Annotated coordinate rows
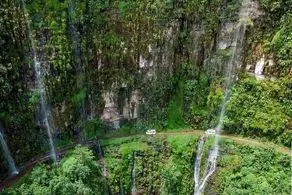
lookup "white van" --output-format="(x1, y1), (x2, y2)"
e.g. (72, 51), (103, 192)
(206, 129), (216, 135)
(146, 129), (156, 135)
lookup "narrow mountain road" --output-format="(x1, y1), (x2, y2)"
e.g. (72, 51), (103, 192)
(157, 130), (292, 156)
(0, 129), (292, 193)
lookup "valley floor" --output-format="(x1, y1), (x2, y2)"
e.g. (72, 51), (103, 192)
(0, 129), (292, 192)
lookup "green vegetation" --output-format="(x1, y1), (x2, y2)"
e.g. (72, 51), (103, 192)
(211, 139), (292, 195)
(225, 78), (292, 146)
(4, 147), (105, 195)
(3, 134), (292, 195)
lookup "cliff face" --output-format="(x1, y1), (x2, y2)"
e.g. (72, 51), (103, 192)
(0, 0), (291, 174)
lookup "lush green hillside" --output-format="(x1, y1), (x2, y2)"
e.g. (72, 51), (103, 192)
(4, 134), (292, 195)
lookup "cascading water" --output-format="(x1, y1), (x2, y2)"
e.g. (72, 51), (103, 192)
(194, 0), (250, 195)
(0, 124), (18, 176)
(194, 136), (205, 192)
(131, 151), (137, 195)
(22, 0), (57, 162)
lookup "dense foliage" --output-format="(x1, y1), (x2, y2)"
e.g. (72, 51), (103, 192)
(225, 78), (292, 146)
(210, 142), (292, 195)
(4, 135), (291, 195)
(4, 147), (105, 195)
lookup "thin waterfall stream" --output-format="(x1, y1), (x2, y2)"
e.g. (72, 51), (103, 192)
(0, 124), (19, 176)
(194, 0), (250, 195)
(131, 151), (137, 195)
(22, 0), (57, 162)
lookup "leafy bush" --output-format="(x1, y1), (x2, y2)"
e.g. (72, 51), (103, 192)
(224, 78), (291, 144)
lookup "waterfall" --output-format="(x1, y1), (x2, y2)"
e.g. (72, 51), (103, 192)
(131, 151), (137, 195)
(194, 136), (206, 193)
(0, 124), (18, 176)
(194, 0), (251, 195)
(22, 0), (57, 162)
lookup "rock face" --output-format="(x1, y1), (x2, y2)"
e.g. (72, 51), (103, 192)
(123, 90), (140, 120)
(101, 90), (121, 130)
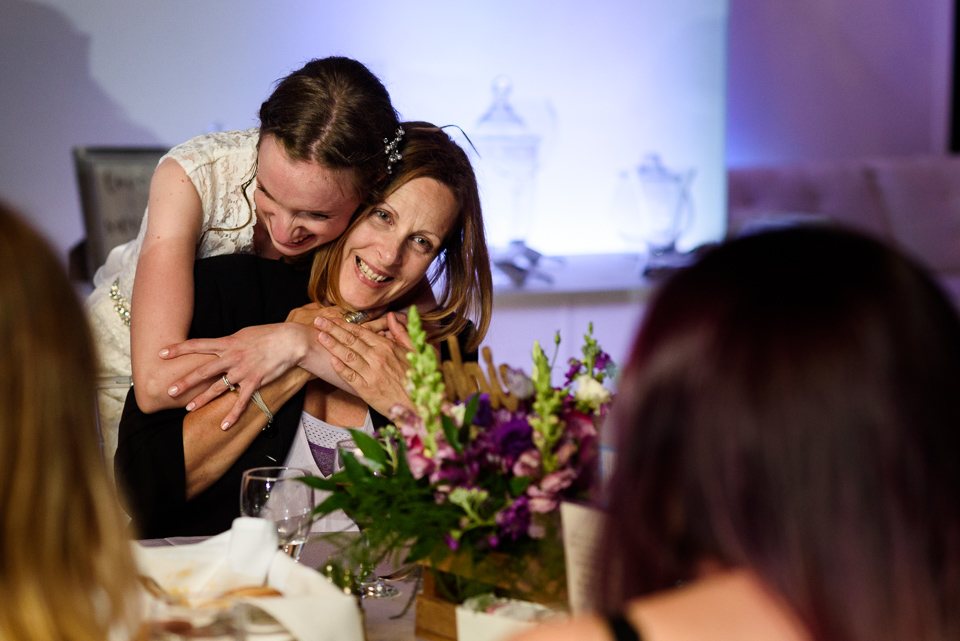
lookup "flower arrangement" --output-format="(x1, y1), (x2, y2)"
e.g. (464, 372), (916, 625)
(311, 308), (614, 596)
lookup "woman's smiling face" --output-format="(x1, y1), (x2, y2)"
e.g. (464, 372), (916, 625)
(253, 135), (360, 258)
(339, 178), (457, 311)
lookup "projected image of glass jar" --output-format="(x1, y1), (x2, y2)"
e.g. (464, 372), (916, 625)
(470, 76), (540, 249)
(614, 153), (696, 256)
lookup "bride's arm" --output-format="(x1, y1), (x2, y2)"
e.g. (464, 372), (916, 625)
(183, 368), (313, 501)
(167, 304), (356, 427)
(130, 158), (210, 412)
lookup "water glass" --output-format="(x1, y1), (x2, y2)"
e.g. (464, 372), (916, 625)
(240, 467), (314, 560)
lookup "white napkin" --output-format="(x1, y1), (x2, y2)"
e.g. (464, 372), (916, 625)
(134, 517), (363, 641)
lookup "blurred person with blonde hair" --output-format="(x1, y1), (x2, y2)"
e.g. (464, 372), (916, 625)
(0, 203), (136, 641)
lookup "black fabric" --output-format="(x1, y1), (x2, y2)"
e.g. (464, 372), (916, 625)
(114, 255), (310, 538)
(114, 255), (477, 539)
(607, 614), (643, 641)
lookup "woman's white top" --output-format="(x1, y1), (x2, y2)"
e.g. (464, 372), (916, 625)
(86, 128), (260, 470)
(87, 128), (259, 376)
(283, 411), (374, 532)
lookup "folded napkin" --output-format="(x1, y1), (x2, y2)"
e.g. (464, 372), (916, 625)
(134, 517), (363, 641)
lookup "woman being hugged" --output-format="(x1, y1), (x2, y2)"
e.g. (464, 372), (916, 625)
(88, 58), (397, 460)
(0, 205), (137, 641)
(116, 122), (492, 538)
(512, 228), (960, 641)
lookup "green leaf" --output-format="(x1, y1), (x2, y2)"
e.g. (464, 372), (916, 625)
(350, 429), (387, 467)
(313, 493), (349, 515)
(463, 394), (480, 427)
(510, 476), (533, 496)
(440, 414), (463, 454)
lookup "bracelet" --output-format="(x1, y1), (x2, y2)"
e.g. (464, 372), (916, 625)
(250, 390), (273, 429)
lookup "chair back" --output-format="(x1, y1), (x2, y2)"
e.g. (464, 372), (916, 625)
(73, 147), (167, 280)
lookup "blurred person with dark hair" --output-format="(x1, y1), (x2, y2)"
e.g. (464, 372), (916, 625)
(522, 228), (960, 641)
(0, 204), (136, 641)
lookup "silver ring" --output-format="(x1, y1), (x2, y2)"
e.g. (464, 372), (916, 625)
(343, 312), (370, 325)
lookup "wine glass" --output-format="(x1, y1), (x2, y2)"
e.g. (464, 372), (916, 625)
(240, 467), (314, 561)
(333, 438), (400, 599)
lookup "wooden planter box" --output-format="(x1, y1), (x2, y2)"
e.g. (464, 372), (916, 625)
(415, 554), (567, 641)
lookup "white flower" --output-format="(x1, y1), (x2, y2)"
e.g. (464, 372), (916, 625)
(576, 374), (611, 409)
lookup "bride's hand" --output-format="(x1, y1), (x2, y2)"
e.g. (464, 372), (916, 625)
(160, 319), (317, 429)
(316, 312), (413, 414)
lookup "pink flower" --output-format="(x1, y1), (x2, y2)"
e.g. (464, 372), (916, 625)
(564, 410), (597, 441)
(540, 467), (577, 495)
(527, 485), (560, 514)
(513, 448), (540, 476)
(407, 451), (433, 480)
(557, 443), (580, 466)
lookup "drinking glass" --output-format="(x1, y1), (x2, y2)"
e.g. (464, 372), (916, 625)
(240, 467), (314, 561)
(333, 438), (400, 599)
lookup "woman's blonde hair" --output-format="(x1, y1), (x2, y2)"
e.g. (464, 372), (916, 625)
(310, 122), (493, 351)
(0, 203), (136, 641)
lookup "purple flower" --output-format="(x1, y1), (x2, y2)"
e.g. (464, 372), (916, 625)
(527, 485), (560, 514)
(512, 447), (540, 476)
(496, 496), (530, 543)
(596, 349), (610, 372)
(540, 467), (577, 494)
(487, 416), (533, 469)
(473, 394), (493, 427)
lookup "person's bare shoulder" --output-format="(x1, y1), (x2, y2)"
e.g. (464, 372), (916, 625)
(509, 617), (612, 641)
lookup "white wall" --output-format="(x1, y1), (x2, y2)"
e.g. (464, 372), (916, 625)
(727, 0), (954, 166)
(0, 0), (727, 262)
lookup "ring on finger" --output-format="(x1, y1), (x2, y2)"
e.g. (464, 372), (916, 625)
(343, 311), (370, 325)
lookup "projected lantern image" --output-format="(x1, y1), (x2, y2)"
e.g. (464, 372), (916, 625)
(614, 154), (696, 256)
(471, 76), (540, 249)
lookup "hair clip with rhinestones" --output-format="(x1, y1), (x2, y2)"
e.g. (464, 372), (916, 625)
(383, 127), (403, 174)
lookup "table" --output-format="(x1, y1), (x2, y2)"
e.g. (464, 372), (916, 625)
(140, 536), (418, 641)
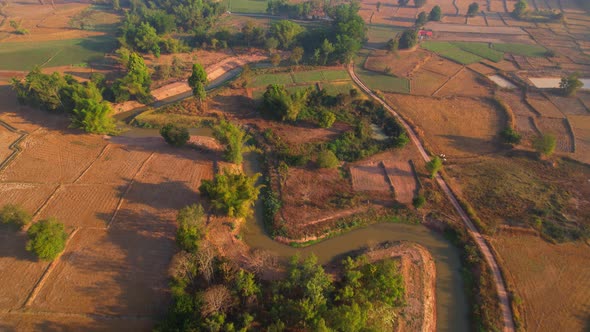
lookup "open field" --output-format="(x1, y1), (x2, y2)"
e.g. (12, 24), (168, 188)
(350, 162), (391, 191)
(354, 51), (410, 93)
(386, 94), (505, 161)
(491, 233), (590, 332)
(445, 155), (590, 231)
(436, 68), (491, 97)
(383, 160), (416, 205)
(0, 105), (216, 330)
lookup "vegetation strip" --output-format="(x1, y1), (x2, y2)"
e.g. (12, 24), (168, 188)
(348, 64), (515, 331)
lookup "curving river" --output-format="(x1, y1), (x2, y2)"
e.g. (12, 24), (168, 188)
(242, 152), (469, 332)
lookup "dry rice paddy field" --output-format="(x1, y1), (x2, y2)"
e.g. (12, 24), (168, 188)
(0, 94), (215, 330)
(491, 233), (590, 332)
(386, 94), (505, 160)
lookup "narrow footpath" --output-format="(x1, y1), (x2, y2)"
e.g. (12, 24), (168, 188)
(348, 63), (516, 332)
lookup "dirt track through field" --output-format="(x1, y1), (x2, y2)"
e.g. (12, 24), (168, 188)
(348, 62), (515, 332)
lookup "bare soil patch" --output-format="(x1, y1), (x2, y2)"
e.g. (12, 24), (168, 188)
(350, 162), (391, 191)
(436, 69), (491, 97)
(383, 160), (416, 205)
(386, 94), (504, 158)
(526, 93), (564, 119)
(491, 234), (590, 331)
(37, 184), (122, 228)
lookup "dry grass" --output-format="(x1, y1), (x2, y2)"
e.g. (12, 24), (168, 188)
(387, 94), (505, 161)
(492, 234), (590, 332)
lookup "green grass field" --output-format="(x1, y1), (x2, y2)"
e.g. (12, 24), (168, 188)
(224, 0), (268, 14)
(492, 44), (547, 57)
(453, 42), (504, 62)
(354, 51), (410, 93)
(421, 41), (482, 65)
(0, 36), (117, 70)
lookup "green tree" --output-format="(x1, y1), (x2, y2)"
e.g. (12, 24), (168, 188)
(399, 29), (418, 49)
(160, 123), (191, 147)
(416, 11), (428, 27)
(176, 204), (206, 253)
(318, 110), (336, 128)
(512, 0), (528, 18)
(289, 46), (304, 65)
(500, 127), (522, 145)
(26, 218), (68, 261)
(426, 156), (442, 179)
(113, 52), (152, 104)
(317, 150), (340, 168)
(213, 120), (248, 165)
(467, 2), (479, 16)
(559, 73), (584, 97)
(533, 134), (557, 157)
(428, 5), (442, 21)
(0, 204), (33, 229)
(270, 20), (304, 49)
(188, 63), (207, 103)
(414, 0), (426, 8)
(387, 37), (399, 53)
(199, 170), (261, 218)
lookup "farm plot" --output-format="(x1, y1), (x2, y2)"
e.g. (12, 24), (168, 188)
(0, 130), (106, 183)
(568, 115), (590, 164)
(0, 226), (48, 312)
(410, 69), (448, 96)
(350, 162), (391, 191)
(383, 160), (416, 204)
(537, 117), (574, 152)
(436, 69), (490, 97)
(365, 49), (431, 77)
(492, 234), (590, 331)
(526, 93), (564, 119)
(36, 184), (125, 228)
(30, 228), (176, 316)
(386, 94), (505, 160)
(76, 144), (155, 184)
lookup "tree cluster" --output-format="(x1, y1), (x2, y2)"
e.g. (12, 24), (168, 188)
(213, 120), (248, 165)
(156, 249), (405, 331)
(11, 67), (115, 134)
(199, 169), (260, 218)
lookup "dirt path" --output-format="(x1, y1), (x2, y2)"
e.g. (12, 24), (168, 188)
(348, 63), (515, 332)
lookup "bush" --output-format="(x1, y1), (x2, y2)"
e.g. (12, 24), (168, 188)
(160, 123), (190, 146)
(318, 110), (336, 128)
(317, 150), (340, 168)
(412, 195), (426, 209)
(0, 204), (32, 229)
(533, 134), (557, 157)
(199, 170), (261, 218)
(500, 128), (522, 145)
(426, 156), (442, 179)
(26, 218), (68, 261)
(176, 204), (205, 253)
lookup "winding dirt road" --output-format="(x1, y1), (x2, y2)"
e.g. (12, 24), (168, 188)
(348, 63), (515, 332)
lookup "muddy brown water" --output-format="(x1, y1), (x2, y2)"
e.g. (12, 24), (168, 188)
(114, 115), (469, 332)
(242, 152), (469, 332)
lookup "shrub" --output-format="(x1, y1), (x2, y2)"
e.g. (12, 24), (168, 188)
(317, 150), (340, 168)
(426, 156), (442, 179)
(500, 128), (522, 145)
(26, 218), (68, 261)
(318, 110), (336, 128)
(533, 134), (557, 157)
(160, 123), (190, 146)
(176, 204), (205, 253)
(412, 195), (426, 209)
(0, 204), (32, 228)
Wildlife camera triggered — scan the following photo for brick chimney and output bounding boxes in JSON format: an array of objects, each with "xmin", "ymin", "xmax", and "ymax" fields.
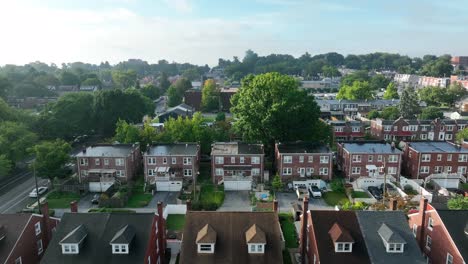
[
  {"xmin": 157, "ymin": 202, "xmax": 166, "ymax": 259},
  {"xmin": 299, "ymin": 196, "xmax": 309, "ymax": 264},
  {"xmin": 419, "ymin": 197, "xmax": 427, "ymax": 250},
  {"xmin": 388, "ymin": 198, "xmax": 398, "ymax": 211},
  {"xmin": 70, "ymin": 201, "xmax": 78, "ymax": 213},
  {"xmin": 40, "ymin": 201, "xmax": 50, "ymax": 246}
]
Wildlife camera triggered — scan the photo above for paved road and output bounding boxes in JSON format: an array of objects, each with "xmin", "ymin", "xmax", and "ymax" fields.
[{"xmin": 0, "ymin": 172, "xmax": 47, "ymax": 214}]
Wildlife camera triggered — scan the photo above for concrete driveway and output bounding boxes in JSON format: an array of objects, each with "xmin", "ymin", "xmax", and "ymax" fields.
[{"xmin": 218, "ymin": 191, "xmax": 252, "ymax": 212}]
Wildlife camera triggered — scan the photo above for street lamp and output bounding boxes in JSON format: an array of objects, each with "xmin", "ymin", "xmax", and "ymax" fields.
[{"xmin": 32, "ymin": 160, "xmax": 41, "ymax": 214}]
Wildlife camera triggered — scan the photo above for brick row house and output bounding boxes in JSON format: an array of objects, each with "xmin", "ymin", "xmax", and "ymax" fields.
[
  {"xmin": 370, "ymin": 118, "xmax": 468, "ymax": 142},
  {"xmin": 275, "ymin": 142, "xmax": 333, "ymax": 181},
  {"xmin": 143, "ymin": 143, "xmax": 200, "ymax": 191},
  {"xmin": 299, "ymin": 199, "xmax": 426, "ymax": 264},
  {"xmin": 408, "ymin": 199, "xmax": 468, "ymax": 264},
  {"xmin": 75, "ymin": 144, "xmax": 141, "ymax": 192},
  {"xmin": 337, "ymin": 141, "xmax": 402, "ymax": 180},
  {"xmin": 0, "ymin": 203, "xmax": 60, "ymax": 264},
  {"xmin": 403, "ymin": 141, "xmax": 468, "ymax": 179},
  {"xmin": 211, "ymin": 142, "xmax": 265, "ymax": 190},
  {"xmin": 41, "ymin": 203, "xmax": 168, "ymax": 264},
  {"xmin": 328, "ymin": 120, "xmax": 366, "ymax": 141}
]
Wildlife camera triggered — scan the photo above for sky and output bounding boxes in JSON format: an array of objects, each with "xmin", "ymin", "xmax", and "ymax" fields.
[{"xmin": 0, "ymin": 0, "xmax": 468, "ymax": 66}]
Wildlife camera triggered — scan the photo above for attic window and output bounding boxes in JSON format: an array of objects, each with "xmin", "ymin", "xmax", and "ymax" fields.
[
  {"xmin": 195, "ymin": 224, "xmax": 216, "ymax": 253},
  {"xmin": 378, "ymin": 223, "xmax": 406, "ymax": 253}
]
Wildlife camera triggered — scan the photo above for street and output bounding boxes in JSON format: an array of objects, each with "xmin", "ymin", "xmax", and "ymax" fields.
[{"xmin": 0, "ymin": 172, "xmax": 47, "ymax": 214}]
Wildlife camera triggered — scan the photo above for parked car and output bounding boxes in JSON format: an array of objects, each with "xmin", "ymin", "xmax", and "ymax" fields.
[
  {"xmin": 296, "ymin": 187, "xmax": 309, "ymax": 201},
  {"xmin": 29, "ymin": 186, "xmax": 49, "ymax": 198},
  {"xmin": 309, "ymin": 186, "xmax": 322, "ymax": 198},
  {"xmin": 91, "ymin": 194, "xmax": 99, "ymax": 204},
  {"xmin": 367, "ymin": 186, "xmax": 382, "ymax": 200}
]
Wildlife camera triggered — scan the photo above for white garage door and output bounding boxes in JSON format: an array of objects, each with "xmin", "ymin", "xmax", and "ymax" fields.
[
  {"xmin": 156, "ymin": 181, "xmax": 182, "ymax": 192},
  {"xmin": 224, "ymin": 181, "xmax": 252, "ymax": 191},
  {"xmin": 89, "ymin": 182, "xmax": 114, "ymax": 192}
]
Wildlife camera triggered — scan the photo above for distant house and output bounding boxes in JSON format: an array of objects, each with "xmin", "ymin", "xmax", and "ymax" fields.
[
  {"xmin": 300, "ymin": 201, "xmax": 426, "ymax": 264},
  {"xmin": 370, "ymin": 118, "xmax": 468, "ymax": 142},
  {"xmin": 0, "ymin": 204, "xmax": 60, "ymax": 264},
  {"xmin": 179, "ymin": 211, "xmax": 283, "ymax": 264},
  {"xmin": 211, "ymin": 142, "xmax": 265, "ymax": 190},
  {"xmin": 403, "ymin": 141, "xmax": 468, "ymax": 179},
  {"xmin": 158, "ymin": 104, "xmax": 194, "ymax": 123},
  {"xmin": 408, "ymin": 199, "xmax": 468, "ymax": 264},
  {"xmin": 143, "ymin": 143, "xmax": 200, "ymax": 191},
  {"xmin": 75, "ymin": 144, "xmax": 141, "ymax": 192},
  {"xmin": 337, "ymin": 141, "xmax": 402, "ymax": 180},
  {"xmin": 275, "ymin": 141, "xmax": 333, "ymax": 181},
  {"xmin": 41, "ymin": 203, "xmax": 166, "ymax": 264}
]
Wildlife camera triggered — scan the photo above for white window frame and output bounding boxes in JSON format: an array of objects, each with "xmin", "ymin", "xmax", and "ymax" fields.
[
  {"xmin": 148, "ymin": 157, "xmax": 156, "ymax": 165},
  {"xmin": 36, "ymin": 239, "xmax": 44, "ymax": 255},
  {"xmin": 34, "ymin": 222, "xmax": 41, "ymax": 236},
  {"xmin": 215, "ymin": 157, "xmax": 224, "ymax": 164},
  {"xmin": 111, "ymin": 244, "xmax": 130, "ymax": 254},
  {"xmin": 335, "ymin": 242, "xmax": 353, "ymax": 252},
  {"xmin": 197, "ymin": 243, "xmax": 215, "ymax": 253},
  {"xmin": 250, "ymin": 156, "xmax": 260, "ymax": 164},
  {"xmin": 320, "ymin": 156, "xmax": 330, "ymax": 164},
  {"xmin": 184, "ymin": 169, "xmax": 193, "ymax": 177},
  {"xmin": 426, "ymin": 235, "xmax": 432, "ymax": 251},
  {"xmin": 115, "ymin": 158, "xmax": 125, "ymax": 166},
  {"xmin": 184, "ymin": 157, "xmax": 192, "ymax": 165}
]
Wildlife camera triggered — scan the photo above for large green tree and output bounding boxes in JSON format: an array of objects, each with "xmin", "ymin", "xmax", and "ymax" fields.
[
  {"xmin": 32, "ymin": 139, "xmax": 71, "ymax": 180},
  {"xmin": 0, "ymin": 121, "xmax": 37, "ymax": 163},
  {"xmin": 383, "ymin": 82, "xmax": 400, "ymax": 99},
  {"xmin": 202, "ymin": 79, "xmax": 219, "ymax": 111},
  {"xmin": 398, "ymin": 87, "xmax": 421, "ymax": 119},
  {"xmin": 419, "ymin": 106, "xmax": 444, "ymax": 120},
  {"xmin": 336, "ymin": 81, "xmax": 375, "ymax": 100},
  {"xmin": 231, "ymin": 73, "xmax": 320, "ymax": 150}
]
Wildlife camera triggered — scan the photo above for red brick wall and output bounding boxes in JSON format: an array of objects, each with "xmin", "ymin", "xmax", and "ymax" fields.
[{"xmin": 408, "ymin": 206, "xmax": 464, "ymax": 264}]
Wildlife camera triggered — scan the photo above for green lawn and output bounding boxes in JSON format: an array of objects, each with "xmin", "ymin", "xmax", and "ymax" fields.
[
  {"xmin": 166, "ymin": 215, "xmax": 185, "ymax": 231},
  {"xmin": 279, "ymin": 213, "xmax": 299, "ymax": 248},
  {"xmin": 460, "ymin": 183, "xmax": 468, "ymax": 190},
  {"xmin": 47, "ymin": 191, "xmax": 80, "ymax": 208},
  {"xmin": 351, "ymin": 191, "xmax": 369, "ymax": 198},
  {"xmin": 323, "ymin": 192, "xmax": 349, "ymax": 206}
]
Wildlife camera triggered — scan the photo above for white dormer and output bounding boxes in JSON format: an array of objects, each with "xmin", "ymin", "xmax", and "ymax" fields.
[
  {"xmin": 245, "ymin": 224, "xmax": 266, "ymax": 254},
  {"xmin": 195, "ymin": 224, "xmax": 216, "ymax": 254}
]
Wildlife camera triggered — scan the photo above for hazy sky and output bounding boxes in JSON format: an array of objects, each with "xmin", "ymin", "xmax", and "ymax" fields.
[{"xmin": 0, "ymin": 0, "xmax": 468, "ymax": 66}]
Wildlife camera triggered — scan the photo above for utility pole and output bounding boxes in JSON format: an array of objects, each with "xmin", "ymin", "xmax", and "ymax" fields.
[{"xmin": 33, "ymin": 160, "xmax": 41, "ymax": 214}]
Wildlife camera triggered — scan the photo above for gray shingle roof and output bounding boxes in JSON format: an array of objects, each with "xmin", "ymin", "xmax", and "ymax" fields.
[
  {"xmin": 145, "ymin": 143, "xmax": 198, "ymax": 156},
  {"xmin": 76, "ymin": 144, "xmax": 138, "ymax": 157},
  {"xmin": 278, "ymin": 141, "xmax": 331, "ymax": 153},
  {"xmin": 409, "ymin": 141, "xmax": 468, "ymax": 153},
  {"xmin": 343, "ymin": 142, "xmax": 402, "ymax": 154},
  {"xmin": 356, "ymin": 211, "xmax": 426, "ymax": 264},
  {"xmin": 60, "ymin": 225, "xmax": 88, "ymax": 244},
  {"xmin": 41, "ymin": 213, "xmax": 154, "ymax": 264},
  {"xmin": 437, "ymin": 210, "xmax": 468, "ymax": 261}
]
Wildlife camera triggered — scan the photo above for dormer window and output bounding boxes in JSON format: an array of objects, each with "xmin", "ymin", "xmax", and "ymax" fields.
[
  {"xmin": 59, "ymin": 225, "xmax": 88, "ymax": 254},
  {"xmin": 335, "ymin": 243, "xmax": 353, "ymax": 252},
  {"xmin": 112, "ymin": 244, "xmax": 128, "ymax": 254},
  {"xmin": 195, "ymin": 224, "xmax": 216, "ymax": 254},
  {"xmin": 328, "ymin": 223, "xmax": 354, "ymax": 252},
  {"xmin": 109, "ymin": 225, "xmax": 135, "ymax": 254},
  {"xmin": 377, "ymin": 223, "xmax": 406, "ymax": 253}
]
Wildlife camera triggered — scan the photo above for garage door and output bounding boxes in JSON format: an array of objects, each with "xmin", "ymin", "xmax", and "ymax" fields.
[
  {"xmin": 89, "ymin": 182, "xmax": 114, "ymax": 192},
  {"xmin": 224, "ymin": 181, "xmax": 252, "ymax": 191},
  {"xmin": 156, "ymin": 181, "xmax": 182, "ymax": 192}
]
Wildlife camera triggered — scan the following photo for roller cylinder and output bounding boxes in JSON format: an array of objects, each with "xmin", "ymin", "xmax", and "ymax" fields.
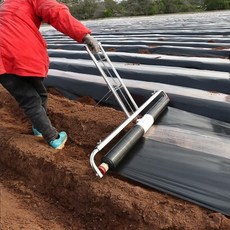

Task description
Repeat the lines above word for word, from the line with "person with blonde" to the line with "(250, 390), (273, 429)", including both of those lines.

The output
lookup "blurred person with blonde hair" --output-format="(x1, y1), (x2, y2)"
e.g. (464, 372), (916, 625)
(0, 203), (136, 641)
lookup "black fabric" --output-format="(x1, y1), (x2, y2)"
e.g. (464, 372), (916, 625)
(114, 255), (310, 538)
(114, 255), (477, 539)
(607, 614), (643, 641)
lookup "woman's white top" --output-format="(x1, y1), (x2, y2)"
e.g. (464, 372), (916, 625)
(86, 128), (260, 470)
(87, 128), (259, 376)
(283, 411), (374, 532)
lookup "folded napkin" --output-format="(x1, y1), (x2, y2)"
e.g. (464, 372), (916, 625)
(134, 517), (363, 641)
lookup "woman being hugged" --output-format="(x1, y1), (x2, y2)"
e.g. (464, 372), (916, 625)
(88, 58), (397, 460)
(0, 205), (137, 641)
(116, 122), (492, 538)
(512, 228), (960, 641)
lookup "green leaf" --output-format="(x1, y1), (x2, y2)"
e.g. (464, 372), (916, 625)
(350, 429), (387, 467)
(313, 493), (349, 515)
(463, 394), (480, 427)
(510, 476), (533, 496)
(440, 414), (463, 454)
lookup "bracelet" --output-format="(x1, y1), (x2, y2)"
e.g. (464, 372), (916, 625)
(250, 390), (273, 429)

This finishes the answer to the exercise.